## Problem
Transcribe the listing below word for word.
╭─ Items
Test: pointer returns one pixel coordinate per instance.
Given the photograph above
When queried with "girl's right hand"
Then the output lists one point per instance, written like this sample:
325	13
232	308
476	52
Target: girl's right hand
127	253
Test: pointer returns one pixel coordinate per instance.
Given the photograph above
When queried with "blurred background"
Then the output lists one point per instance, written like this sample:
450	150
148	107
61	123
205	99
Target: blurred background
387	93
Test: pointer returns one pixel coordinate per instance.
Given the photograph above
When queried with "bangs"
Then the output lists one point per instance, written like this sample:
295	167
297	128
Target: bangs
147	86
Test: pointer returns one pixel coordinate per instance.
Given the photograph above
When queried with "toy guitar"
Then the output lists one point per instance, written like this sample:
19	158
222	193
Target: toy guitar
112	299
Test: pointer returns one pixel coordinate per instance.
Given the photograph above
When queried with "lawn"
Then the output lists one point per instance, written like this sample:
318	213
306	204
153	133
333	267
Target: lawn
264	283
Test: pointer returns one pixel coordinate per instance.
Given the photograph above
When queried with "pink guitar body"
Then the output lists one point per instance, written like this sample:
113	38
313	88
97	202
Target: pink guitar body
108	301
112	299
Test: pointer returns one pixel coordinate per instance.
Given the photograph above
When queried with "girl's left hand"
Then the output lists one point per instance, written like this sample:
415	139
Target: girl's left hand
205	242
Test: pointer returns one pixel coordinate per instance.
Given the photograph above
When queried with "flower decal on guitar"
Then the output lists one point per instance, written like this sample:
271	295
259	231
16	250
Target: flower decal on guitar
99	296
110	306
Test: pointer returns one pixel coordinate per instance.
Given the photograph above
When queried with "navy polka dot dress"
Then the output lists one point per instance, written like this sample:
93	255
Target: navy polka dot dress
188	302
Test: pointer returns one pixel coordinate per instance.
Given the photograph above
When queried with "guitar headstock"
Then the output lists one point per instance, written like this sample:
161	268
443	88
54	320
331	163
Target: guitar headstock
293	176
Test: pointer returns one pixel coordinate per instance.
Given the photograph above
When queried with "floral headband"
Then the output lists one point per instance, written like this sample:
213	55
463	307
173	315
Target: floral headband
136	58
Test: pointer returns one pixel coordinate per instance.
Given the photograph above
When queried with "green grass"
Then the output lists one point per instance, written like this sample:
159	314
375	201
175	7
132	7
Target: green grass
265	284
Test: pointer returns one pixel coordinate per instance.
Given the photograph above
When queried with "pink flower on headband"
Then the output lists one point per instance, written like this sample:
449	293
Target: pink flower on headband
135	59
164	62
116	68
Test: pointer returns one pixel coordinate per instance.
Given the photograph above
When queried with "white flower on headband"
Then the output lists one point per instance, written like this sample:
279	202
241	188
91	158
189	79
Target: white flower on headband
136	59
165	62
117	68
╰─
## Answer to this exercise
Test: pointer returns one pixel coordinate per instance.
Given the photograph above
When queried with "girl's right hand"
Then the output lists one point per instance, written like this sample:
325	13
232	308
476	52
Target: girl's right hand
127	253
Test: pointer returns one pixel coordinate per instance.
Given the photograph above
When queried with "blurred background"
Then the output lists one point per instance, written like this sample:
450	150
148	107
61	123
205	99
Target: blurred background
387	93
Test: pointer returns one pixel coordinate per instance.
Given the photograph above
When queried with "bangs"
Then the output lists one point per instance, written like this sample:
295	167
297	128
Target: bangs
147	86
Test: pointer returns one pixel coordinate per instance.
Given the photograph above
When queried with "toy guitar"
Then the output lists one point per instance, written like this sample:
19	158
222	193
Target: toy guitar
112	299
Test: pointer returns one pixel coordinate per instance.
Given the photograph above
When queried with "lawn"
Then the output lists one point per instance, written like this sample:
318	213
306	204
153	133
333	267
Target: lawn
264	283
Test: pointer returns one pixel coordinate per instance.
Given the photograph above
When queried with "pink guitar body"
Then the output lists one point per instance, written like this sample:
113	38
313	88
97	202
Target: pink guitar body
108	301
112	299
Test: pointer returns one pixel coordinate per instance.
Given the photograph above
When queried with "girl's left hand"
Then the output lists one point per instance, written like this sample:
415	139
Target: girl's left hand
205	242
Test: pointer returns one pixel coordinate per instance.
Given the photograph above
When queried with "flower decal on guitar"
Then the output lists one point per instance, written like this sample:
271	295
259	231
16	250
Target: flower decal on guitar
99	296
110	306
Test: pointer returns one pixel coordinate per instance.
Given the photograph above
When queried with "navy polka dot dress"
Then the output lists one point per instance, written like this sample:
93	255
Target: navy polka dot dress
188	302
Test: pointer returns one pixel coordinate per instance.
Given the photograph above
When queried with "guitar headstock"
Then the output lists one point per instance, written like this sample:
161	268
443	88
54	320
331	163
Target: guitar headstock
293	176
Test: pointer returns one pixel coordinate per instance.
Given the photograph above
When queried with "floral headband"
Then the output lists one point per instance, written like this sample:
213	55
463	307
173	315
Target: floral headband
136	58
Test: pointer returns one pixel coordinate per instance.
Given the photograph above
When queried with "green grass"
Then the output lists one point per instance, written like this sample:
159	314
375	201
175	7
132	7
Target: green grass
265	284
Test: pointer returns one pixel coordinate per instance.
Given the photograph above
When queried with "pink flower on headband"
Then the output lists one point per instance, written like this sample:
449	293
Target: pink flower on headband
135	59
164	62
116	68
Test: pointer returns one pixel coordinate per instance.
Given the photograph above
When queried with "white flower on headband"
Then the output lists one point per instance, written like this sample:
279	202
241	188
91	158
189	79
Target: white flower on headband
136	59
165	62
117	68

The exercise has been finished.